Return all of the entries exactly as written.

--------------------

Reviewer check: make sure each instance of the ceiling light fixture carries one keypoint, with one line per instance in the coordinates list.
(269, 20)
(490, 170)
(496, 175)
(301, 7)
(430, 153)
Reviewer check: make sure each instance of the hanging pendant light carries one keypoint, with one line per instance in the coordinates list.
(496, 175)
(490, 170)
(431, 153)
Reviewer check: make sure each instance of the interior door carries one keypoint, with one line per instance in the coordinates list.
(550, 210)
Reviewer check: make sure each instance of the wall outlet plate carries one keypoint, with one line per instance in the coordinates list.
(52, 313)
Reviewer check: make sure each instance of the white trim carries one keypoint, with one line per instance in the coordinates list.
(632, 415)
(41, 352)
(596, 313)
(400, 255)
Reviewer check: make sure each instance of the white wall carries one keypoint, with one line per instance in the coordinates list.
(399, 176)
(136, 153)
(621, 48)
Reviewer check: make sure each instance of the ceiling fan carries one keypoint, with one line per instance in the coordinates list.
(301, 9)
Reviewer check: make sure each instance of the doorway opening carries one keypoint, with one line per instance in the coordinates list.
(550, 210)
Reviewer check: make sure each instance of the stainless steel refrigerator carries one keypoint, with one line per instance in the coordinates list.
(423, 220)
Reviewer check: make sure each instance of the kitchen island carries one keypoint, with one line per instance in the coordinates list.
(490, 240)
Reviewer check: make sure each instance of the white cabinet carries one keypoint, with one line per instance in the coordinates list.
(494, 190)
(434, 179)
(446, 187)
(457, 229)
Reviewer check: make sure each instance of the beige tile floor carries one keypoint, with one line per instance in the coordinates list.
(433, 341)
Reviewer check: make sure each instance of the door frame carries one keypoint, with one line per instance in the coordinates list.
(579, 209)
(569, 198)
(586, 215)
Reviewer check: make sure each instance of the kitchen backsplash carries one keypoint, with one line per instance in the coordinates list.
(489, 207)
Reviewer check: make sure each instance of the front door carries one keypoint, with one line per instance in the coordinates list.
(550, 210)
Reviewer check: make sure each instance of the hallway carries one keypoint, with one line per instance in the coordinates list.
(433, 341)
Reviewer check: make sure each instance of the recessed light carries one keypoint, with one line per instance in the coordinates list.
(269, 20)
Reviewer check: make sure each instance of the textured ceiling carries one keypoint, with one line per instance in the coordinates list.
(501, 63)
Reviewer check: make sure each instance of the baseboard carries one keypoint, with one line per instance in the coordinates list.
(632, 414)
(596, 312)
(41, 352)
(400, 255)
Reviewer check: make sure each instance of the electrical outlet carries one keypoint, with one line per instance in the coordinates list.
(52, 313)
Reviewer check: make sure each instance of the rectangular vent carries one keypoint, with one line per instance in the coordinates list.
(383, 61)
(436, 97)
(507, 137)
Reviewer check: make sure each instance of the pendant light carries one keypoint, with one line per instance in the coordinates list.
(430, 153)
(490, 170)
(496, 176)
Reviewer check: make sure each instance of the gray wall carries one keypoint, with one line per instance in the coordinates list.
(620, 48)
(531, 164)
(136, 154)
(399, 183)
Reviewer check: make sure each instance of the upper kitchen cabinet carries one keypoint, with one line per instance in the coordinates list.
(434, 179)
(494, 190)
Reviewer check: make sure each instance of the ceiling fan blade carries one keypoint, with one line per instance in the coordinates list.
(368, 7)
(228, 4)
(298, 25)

--------------------

• [PROBLEM SOLUTION]:
Reviewer check: make sure each instance of the ceiling light fixture carries one keypoint, with one line per instance in the coordinates list.
(269, 20)
(490, 170)
(496, 175)
(301, 7)
(430, 153)
Reviewer check: make sure each instance of the hanging pendant light carries one keypoint, with one line per instance in the coordinates list.
(496, 175)
(490, 170)
(431, 153)
Reviewer check: make sure each instance of the interior door carries one keypoint, with one line per instance in the coordinates list.
(550, 210)
Reviewer check: make sure each instance of the wall outlet plate carries one keypoint, with one line per instance in the coordinates list.
(52, 313)
Reviewer check: make sure each instance of the white trim carries one keypoint, with one line per instance in the coordinates list.
(632, 415)
(41, 352)
(596, 313)
(400, 255)
Reviewer check: make sure each instance of the white wall carries one keypoint, with one line per instance in the coordinates list.
(399, 176)
(136, 153)
(621, 48)
Reviewer check: make sure each instance of the ceiling fan carries one keypoint, with one line per instance in the coordinates list.
(301, 9)
Reviewer check: make sure each instance of the doorway opening carries one keypoint, with one line per instance in the coordinates list.
(550, 210)
Reviewer check: make sure each instance of the stainless steel refrigerator carries one keypoint, with one line per instance in the coordinates list.
(423, 220)
Reviewer check: make sure each instance of the kitchen island carries one keypoint, with one line per instance in the coordinates list.
(490, 240)
Reviewer check: make sure each instance of the white cabinet carries one keypoint, with one line per instance in the coordinates list.
(494, 190)
(434, 179)
(446, 187)
(457, 229)
Reviewer check: make sure each instance of the beige tile floor carries one keypoint, with one line per instance in the coordinates list.
(433, 341)
Reviewer check: make sure each instance of the door frame carries one keypoint, with one line per instance in the coordinates list.
(579, 209)
(569, 198)
(586, 215)
Reviewer check: make sure each instance of the kitchen backsplash carries one keypoint, with one line per instance in the coordinates list.
(489, 207)
Reviewer check: make sure each instance of the front door carries one keypoint, with one line per instance in the coordinates list.
(550, 210)
Reviewer check: make sure each instance of the hallway carries one keypoint, with one line per instance in the coordinates list.
(433, 341)
Reviewer check: make sure each instance of the recessed light carries one keypoint, with one line per instance in the coordinates list.
(269, 20)
Reviewer check: make sure each instance of the textured ceiling carries one keypoint, with one line per instance in the coordinates list.
(501, 63)
Reviewer check: make sure each instance of the baseboard carries one keypoint, with one line per instance in the coordinates list.
(632, 414)
(596, 312)
(41, 352)
(400, 255)
Reviewer check: make sure each instance of the electrical outlet carries one keypoint, with one line per instance in the coordinates list.
(52, 313)
Reviewer check: make sure each instance of the rectangular vent carries one keypoint, with one line per instance in the coordinates list.
(383, 61)
(436, 97)
(507, 137)
Reviewer check: make sure each instance of the pendant light carries one keypoint, with one line per instance in the coordinates list.
(430, 153)
(490, 170)
(496, 176)
Reviewer check: make sure each instance of the gray wall carries one keypoint, with one line per instance in the coordinates list.
(620, 48)
(531, 164)
(136, 154)
(399, 183)
Reviewer check: make sure each instance of the upper kitchen cabinet carries one keypoint, with one line per instance in the coordinates list.
(434, 179)
(494, 190)
Reviewer check: make sure each instance of the ceiling fan blade carries one keypoint, with one line per instance in the coordinates list.
(368, 7)
(228, 4)
(298, 25)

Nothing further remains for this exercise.